THINGS TO DO:
- a) Decide whether each statement below agrees with the court opinion, and answer yes or no, quoting the words from the opinion that decide it.
(i) Ford's life-insurance policy first named his sister Dolores as the beneficiary.
(ii) Ford himself filled in the form that changed the beneficiaries.
(iii) Turay Memorial Funeral Chapel was to receive $50,000 under the change.
- b) Answer these questions from the court opinion.
(i) Which circuit judge wrote the opinion?
(ii) On what date was the appeal submitted?
(iii) How much would Ford Memorial get under the change?

TEXT FOR ANALYSIS:

:::

Opinion
23-2571
09-25-2024
NOT PRECEDENTIAL
Submitted Under Third Circuit L.A.R. 34.1(a) on September 24, 2024.
On Appeal from the United States District Court for the Eastern District of Pennsylvania (D.C. No. 2:19-cv-05546), Honorable Nitza I. Quinones Alejandro, District Judge.
Before: KRAUSE, BIBAS, and AMBRO, Circuit Judges
OPINION [*]
BIBAS, Circuit Judge.
As Bishop Andrew Ford lay dying of cancer, members of the Ford Memorial Temple were scheming. Ford's $300,000 life-insurance policy originally named his sister Dolores as the beneficiary. But in his last three days, a group that included members of Ford Memorial changed the policy to benefit their church and a local funeral home. The day before he died, they kept Ford awake until 2 a.m.; they claim that he approved changing the beneficiaries early that morning. After having him sign a blank form, one of the members filled it in and submitted it to the insurance company. Under the change, Ford Memorial would get $215,000; Turay Memorial Funeral Chapel, $50,000; Next Generation Fellowship Ministries, $10,000; and five people, $5,000 each.

:::

(Entries drawn from a collection)
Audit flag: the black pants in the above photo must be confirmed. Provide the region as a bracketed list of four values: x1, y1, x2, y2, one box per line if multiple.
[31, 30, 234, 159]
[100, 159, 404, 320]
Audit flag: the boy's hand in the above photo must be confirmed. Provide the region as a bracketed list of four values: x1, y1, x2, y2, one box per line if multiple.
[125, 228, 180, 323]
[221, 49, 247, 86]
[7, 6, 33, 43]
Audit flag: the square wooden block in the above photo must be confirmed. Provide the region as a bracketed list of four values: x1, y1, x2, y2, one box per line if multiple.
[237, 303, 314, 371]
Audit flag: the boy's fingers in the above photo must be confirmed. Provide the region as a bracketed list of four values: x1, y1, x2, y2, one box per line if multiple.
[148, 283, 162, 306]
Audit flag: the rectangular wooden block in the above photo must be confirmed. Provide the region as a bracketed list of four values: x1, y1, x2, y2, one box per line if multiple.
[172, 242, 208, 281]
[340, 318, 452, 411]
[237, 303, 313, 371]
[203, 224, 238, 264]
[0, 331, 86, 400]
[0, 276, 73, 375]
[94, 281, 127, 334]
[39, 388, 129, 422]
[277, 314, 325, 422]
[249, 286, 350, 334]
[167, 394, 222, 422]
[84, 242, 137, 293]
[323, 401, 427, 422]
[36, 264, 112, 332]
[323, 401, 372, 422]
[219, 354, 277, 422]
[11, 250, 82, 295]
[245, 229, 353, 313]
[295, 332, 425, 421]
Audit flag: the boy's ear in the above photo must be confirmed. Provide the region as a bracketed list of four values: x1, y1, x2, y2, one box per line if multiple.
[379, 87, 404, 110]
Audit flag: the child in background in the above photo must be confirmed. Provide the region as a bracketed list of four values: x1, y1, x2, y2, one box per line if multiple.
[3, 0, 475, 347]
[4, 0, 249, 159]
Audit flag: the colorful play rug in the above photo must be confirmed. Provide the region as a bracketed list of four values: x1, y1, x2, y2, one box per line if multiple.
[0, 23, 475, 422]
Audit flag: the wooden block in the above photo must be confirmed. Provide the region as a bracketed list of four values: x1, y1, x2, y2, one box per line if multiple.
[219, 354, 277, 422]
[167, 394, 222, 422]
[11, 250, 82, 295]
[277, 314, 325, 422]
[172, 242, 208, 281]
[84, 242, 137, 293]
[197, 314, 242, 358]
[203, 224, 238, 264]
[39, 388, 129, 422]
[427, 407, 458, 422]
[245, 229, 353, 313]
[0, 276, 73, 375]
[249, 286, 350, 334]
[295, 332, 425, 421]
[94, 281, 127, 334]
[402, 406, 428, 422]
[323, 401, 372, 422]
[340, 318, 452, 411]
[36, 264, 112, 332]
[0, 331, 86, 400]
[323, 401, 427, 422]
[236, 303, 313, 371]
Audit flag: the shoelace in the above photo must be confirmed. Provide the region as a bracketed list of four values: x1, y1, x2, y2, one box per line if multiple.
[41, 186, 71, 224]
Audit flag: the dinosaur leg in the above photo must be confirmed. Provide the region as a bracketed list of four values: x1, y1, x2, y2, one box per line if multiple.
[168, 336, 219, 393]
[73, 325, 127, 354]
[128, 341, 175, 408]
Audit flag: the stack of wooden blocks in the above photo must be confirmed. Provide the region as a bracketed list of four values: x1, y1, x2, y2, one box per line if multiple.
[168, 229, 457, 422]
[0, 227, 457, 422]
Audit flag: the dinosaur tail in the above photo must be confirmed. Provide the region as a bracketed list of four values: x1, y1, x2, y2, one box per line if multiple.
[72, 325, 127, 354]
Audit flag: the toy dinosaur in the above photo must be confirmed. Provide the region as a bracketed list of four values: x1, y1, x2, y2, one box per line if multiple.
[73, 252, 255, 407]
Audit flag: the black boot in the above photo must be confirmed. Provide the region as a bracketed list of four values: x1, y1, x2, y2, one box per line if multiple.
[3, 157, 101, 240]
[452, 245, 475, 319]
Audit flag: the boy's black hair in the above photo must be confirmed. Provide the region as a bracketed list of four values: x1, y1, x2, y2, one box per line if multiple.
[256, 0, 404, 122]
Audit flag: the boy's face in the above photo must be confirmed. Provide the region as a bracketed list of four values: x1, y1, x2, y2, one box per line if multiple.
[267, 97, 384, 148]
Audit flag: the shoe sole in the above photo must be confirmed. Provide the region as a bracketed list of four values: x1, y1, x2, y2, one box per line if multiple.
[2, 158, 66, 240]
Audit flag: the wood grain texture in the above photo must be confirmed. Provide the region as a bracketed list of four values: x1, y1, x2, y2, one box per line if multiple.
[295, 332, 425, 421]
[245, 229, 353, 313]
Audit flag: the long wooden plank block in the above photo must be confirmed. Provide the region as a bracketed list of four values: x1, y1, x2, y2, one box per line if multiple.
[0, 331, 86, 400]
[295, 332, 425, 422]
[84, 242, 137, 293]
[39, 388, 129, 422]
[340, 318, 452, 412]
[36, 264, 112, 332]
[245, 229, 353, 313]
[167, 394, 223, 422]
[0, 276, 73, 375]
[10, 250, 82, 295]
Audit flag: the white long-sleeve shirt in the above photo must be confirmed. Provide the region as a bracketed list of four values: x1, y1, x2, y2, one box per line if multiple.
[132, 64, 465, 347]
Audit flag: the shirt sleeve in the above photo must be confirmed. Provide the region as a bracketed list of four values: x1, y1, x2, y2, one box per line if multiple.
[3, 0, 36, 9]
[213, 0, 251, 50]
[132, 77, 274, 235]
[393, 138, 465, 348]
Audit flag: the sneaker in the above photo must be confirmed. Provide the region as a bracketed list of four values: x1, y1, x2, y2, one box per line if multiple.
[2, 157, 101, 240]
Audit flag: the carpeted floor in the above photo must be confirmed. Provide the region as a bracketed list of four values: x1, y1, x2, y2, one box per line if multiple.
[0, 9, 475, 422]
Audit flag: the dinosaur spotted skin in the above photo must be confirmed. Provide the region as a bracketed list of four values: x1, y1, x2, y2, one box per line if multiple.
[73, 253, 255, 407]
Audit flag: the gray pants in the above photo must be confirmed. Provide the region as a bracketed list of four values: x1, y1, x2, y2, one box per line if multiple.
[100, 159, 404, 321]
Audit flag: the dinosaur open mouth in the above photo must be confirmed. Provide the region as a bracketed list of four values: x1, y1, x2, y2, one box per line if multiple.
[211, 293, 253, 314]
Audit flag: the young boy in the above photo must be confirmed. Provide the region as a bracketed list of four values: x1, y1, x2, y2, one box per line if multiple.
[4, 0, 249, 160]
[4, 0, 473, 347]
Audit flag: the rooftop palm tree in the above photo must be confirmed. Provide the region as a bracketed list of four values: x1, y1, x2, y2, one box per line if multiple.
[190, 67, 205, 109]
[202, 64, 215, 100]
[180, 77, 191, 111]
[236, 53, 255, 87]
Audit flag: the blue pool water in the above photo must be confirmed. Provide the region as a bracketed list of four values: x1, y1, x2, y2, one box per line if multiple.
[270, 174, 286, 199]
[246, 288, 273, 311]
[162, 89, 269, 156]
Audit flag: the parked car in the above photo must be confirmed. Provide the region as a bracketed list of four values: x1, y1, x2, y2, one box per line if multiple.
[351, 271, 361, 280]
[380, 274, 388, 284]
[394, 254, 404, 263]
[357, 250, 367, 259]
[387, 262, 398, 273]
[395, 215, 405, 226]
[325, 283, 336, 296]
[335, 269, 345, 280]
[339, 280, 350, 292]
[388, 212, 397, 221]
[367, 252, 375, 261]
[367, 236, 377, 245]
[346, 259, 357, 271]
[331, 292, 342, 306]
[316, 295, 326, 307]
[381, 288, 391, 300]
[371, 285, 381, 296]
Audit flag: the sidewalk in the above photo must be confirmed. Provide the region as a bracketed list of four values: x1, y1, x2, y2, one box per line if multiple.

:::

EXERCISE RESPONSES:
- a)
(i) Yes: "Ford's $300,000 life-insurance policy originally named his sister Dolores as the beneficiary."
(ii) No: "After having him sign a blank form, one of the members filled it in and submitted it to the insurance company."
(iii) Yes: "Turay Memorial Funeral Chapel, $50,000"

- b)
(i) Bibas
(ii) September 24, 2024
(iii) $215,000